---------- Listed entries

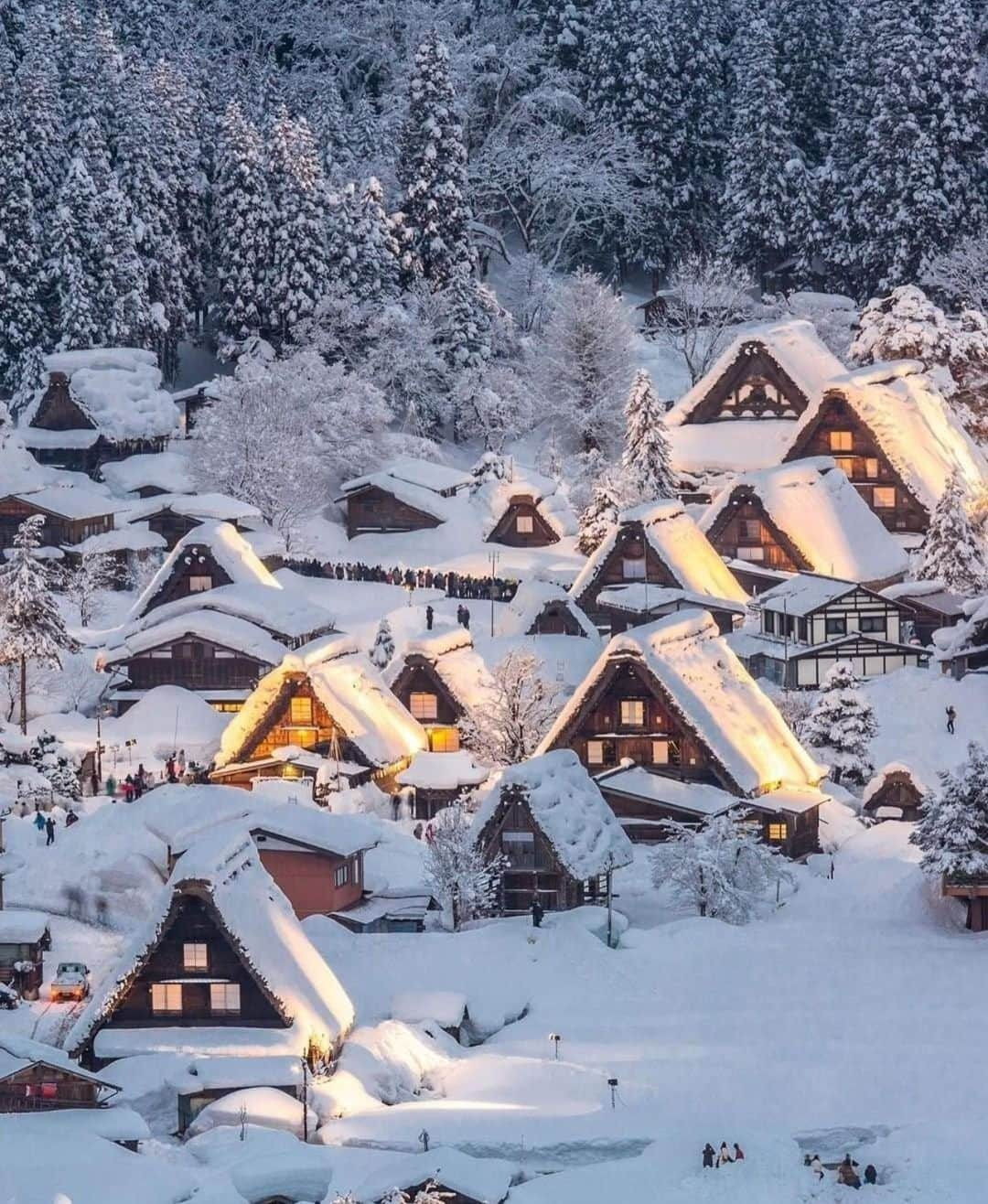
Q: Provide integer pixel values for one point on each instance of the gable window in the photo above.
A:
(224, 998)
(166, 998)
(195, 955)
(424, 705)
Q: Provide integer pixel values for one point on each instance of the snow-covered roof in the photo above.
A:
(350, 689)
(485, 1180)
(223, 629)
(443, 770)
(914, 425)
(225, 871)
(717, 698)
(568, 807)
(793, 345)
(22, 927)
(229, 548)
(119, 388)
(167, 471)
(817, 509)
(884, 774)
(678, 542)
(531, 598)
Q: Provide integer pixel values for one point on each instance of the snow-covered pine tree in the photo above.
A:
(22, 274)
(599, 517)
(722, 868)
(953, 822)
(767, 201)
(647, 471)
(842, 726)
(630, 86)
(31, 629)
(432, 168)
(953, 553)
(297, 266)
(465, 884)
(382, 651)
(241, 216)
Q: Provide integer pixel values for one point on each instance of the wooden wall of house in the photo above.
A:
(522, 525)
(193, 922)
(863, 463)
(195, 663)
(660, 742)
(40, 1088)
(308, 879)
(373, 510)
(752, 387)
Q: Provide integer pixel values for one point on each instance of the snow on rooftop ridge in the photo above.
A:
(823, 515)
(794, 346)
(568, 807)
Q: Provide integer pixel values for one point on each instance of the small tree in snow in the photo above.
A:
(953, 822)
(508, 726)
(722, 868)
(953, 553)
(465, 884)
(704, 297)
(87, 582)
(31, 629)
(647, 471)
(384, 646)
(843, 725)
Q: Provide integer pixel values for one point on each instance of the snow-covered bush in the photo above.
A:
(722, 868)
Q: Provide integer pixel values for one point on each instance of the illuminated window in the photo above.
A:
(195, 956)
(424, 705)
(224, 998)
(445, 739)
(166, 998)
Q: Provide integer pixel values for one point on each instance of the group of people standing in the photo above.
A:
(713, 1157)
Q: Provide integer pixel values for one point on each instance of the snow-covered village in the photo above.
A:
(494, 601)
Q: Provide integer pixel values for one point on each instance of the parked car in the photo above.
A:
(71, 982)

--------------------

▶ _Work to be completed_
What is needed is an exact copy of the lines from the beginning of the data through the line containing "standing in the photo above.", both included, without any pictures.

▶ _Final answer_
Q: Provide integer pixel values for one point on each instance of the gable window in the photo above.
A:
(224, 998)
(166, 998)
(195, 955)
(424, 705)
Q: Provide integer pixel values for one point on each instance of the snow-covered roof in the photo above.
A:
(350, 689)
(485, 1180)
(223, 629)
(443, 770)
(914, 425)
(225, 871)
(717, 698)
(568, 807)
(793, 345)
(22, 927)
(229, 548)
(119, 388)
(167, 471)
(817, 509)
(884, 774)
(678, 542)
(531, 598)
Q: Provide integer pixel values for one point on each instance of the snow-covered pine tree in the photo above.
A:
(22, 274)
(599, 517)
(722, 868)
(953, 822)
(767, 201)
(647, 471)
(842, 726)
(630, 86)
(31, 629)
(432, 168)
(953, 553)
(297, 266)
(465, 884)
(382, 651)
(241, 216)
Q: Provide integer pixel values for one point on each instance of the wooden wall of house in the photo above.
A:
(522, 525)
(193, 922)
(863, 463)
(195, 663)
(660, 742)
(40, 1088)
(308, 879)
(373, 510)
(752, 387)
Q: Provide integer pixel values for one point on each instance of the snow on rooftop ridge in the photo above.
A:
(823, 515)
(794, 346)
(568, 807)
Q: Provide integer pixel values for one point on each instance of the small tree in snow in the photo above.
A:
(953, 822)
(508, 726)
(722, 868)
(953, 553)
(465, 884)
(704, 297)
(87, 582)
(31, 629)
(647, 471)
(384, 646)
(843, 725)
Q: Provide integer pixel values for one point on each instance of the snow-covered bush in the photo above.
A:
(722, 868)
Q: Provide integer pixel values for one point on each instance of the illuminated window in the photo above.
A:
(195, 956)
(424, 705)
(224, 998)
(445, 739)
(166, 998)
Q: Provide integer pixel values for one point on each instance of the group of people standing in the photo above.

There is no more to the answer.